Nous vivons une ère technologique dans laquelle le capitalisme se restructure au travers d’applications technologiques du système de contrôle social et tout cela a modifié le monde de façon déterminante.

La réalité virtuelle de besoins fictifs s’est déjà imposée, les intérêts du prolétariat ont été brisés en mille morceaux et se perdent dans les méandres de la réalité virtuelle. La démocratie elle-même est une de ces réalités virtuelles comme toutes les autres.

Il est évident qu’un système de ce type ne peut être sauvegardé qu’à travers la transmutation des habitants du territoire en agents police du système, aucun autre appareil répressif ne saurait mieux en garantir la défense.

C’est pour cela que l’État/capital technologique/moderne ne peut être détruit sur le territoire que par la montée généralisée de l’insurrection.

La réponse est donc, on ne la trouvera pas dans les théories, mais concrètement dans les exigences et nécessités des exclus du système, les insoumis, enfin dans les lynchages sociaux qui sont les fruits naturels d’une société divisée entre privilégiés d’un côté et asservis de l’autre.

CONSIGNE ÉCRITE 1 -
Relevez chaque ligne des enregistrements qui contient le mot « bare », en respectant la casse.
Le texte et les enregistrements n'ont aucun rapport entre eux.

ENREGISTREMENTS FOURNIS -

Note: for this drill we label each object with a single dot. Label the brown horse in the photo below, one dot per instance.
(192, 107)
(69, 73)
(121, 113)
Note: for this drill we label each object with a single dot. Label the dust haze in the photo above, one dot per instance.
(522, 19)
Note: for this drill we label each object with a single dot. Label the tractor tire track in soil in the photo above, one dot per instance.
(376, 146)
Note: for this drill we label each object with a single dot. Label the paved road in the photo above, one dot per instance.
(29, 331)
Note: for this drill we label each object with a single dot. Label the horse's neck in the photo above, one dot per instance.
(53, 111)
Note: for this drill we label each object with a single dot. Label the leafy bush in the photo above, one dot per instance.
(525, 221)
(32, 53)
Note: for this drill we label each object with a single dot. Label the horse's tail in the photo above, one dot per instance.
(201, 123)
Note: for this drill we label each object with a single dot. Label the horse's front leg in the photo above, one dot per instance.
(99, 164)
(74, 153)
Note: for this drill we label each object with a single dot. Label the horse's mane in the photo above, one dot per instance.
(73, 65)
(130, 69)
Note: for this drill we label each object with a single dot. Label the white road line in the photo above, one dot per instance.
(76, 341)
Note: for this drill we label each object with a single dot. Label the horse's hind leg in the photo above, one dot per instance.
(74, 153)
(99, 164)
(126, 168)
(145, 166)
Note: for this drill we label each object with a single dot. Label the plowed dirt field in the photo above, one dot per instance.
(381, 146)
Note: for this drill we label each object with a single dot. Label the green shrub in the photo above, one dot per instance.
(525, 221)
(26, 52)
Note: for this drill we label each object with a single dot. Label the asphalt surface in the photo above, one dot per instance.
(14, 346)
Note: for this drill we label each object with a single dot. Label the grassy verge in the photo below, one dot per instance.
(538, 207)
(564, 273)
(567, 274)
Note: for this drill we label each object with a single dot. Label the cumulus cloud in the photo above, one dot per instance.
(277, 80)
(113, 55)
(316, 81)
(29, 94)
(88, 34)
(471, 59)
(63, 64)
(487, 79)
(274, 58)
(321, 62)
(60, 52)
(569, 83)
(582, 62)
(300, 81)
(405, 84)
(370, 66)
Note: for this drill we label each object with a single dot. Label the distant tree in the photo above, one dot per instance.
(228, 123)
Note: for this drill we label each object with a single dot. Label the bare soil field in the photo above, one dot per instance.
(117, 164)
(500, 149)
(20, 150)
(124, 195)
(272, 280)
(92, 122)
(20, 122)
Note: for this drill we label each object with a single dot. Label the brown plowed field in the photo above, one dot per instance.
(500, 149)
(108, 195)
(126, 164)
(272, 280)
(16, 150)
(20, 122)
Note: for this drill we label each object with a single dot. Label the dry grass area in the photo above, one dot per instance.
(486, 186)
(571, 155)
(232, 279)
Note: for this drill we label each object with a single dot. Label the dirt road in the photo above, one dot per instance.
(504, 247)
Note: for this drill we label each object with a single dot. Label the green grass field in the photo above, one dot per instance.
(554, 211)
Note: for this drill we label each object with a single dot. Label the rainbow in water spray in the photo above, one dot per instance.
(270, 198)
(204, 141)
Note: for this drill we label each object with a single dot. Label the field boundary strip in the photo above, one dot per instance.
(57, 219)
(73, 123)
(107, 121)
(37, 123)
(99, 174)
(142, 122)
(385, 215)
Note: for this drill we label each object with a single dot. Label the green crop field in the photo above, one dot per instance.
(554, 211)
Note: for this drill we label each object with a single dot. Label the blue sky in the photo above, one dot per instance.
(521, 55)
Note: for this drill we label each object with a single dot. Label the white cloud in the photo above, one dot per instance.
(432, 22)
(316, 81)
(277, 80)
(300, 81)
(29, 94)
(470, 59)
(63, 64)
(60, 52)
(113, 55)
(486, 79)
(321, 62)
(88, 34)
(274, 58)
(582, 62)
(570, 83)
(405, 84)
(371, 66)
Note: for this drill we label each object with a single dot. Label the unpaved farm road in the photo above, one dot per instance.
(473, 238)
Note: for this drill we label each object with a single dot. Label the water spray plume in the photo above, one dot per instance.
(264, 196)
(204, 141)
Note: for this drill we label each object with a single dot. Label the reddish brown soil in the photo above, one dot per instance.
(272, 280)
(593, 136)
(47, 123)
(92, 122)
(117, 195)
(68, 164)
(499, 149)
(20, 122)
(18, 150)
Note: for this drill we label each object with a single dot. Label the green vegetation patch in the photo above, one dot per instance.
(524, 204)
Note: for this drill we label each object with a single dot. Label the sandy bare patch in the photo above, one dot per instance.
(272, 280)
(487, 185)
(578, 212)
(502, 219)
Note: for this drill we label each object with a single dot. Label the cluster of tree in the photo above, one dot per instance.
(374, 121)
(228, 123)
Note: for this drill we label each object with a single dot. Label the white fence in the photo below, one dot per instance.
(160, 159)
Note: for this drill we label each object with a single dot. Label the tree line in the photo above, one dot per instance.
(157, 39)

CONSIGNE ÉCRITE 2 -
Reproduisez le passage du texte qui commence aux mots « Nous vivons une » et s'arrête après les mots « garantir la défense. ».

RÉPONSE COMPLÈTE 1 -
Note: for this drill we label each object with a single dot. Label the bare soil field in the photo above, one dot per instance.
Note: for this drill we label each object with a single dot. Label the sandy bare patch in the photo above, one dot per instance.

RÉPONSE COMPLÈTE 2 -
Nous vivons une ère technologique dans laquelle le capitalisme se restructure au travers d’applications technologiques du système de contrôle social et tout cela a modifié le monde de façon déterminante.

La réalité virtuelle de besoins fictifs s’est déjà imposée, les intérêts du prolétariat ont été brisés en mille morceaux et se perdent dans les méandres de la réalité virtuelle. La démocratie elle-même est une de ces réalités virtuelles comme toutes les autres.

Il est évident qu’un système de ce type ne peut être sauvegardé qu’à travers la transmutation des habitants du territoire en agents police du système, aucun autre appareil répressif ne saurait mieux en garantir la défense.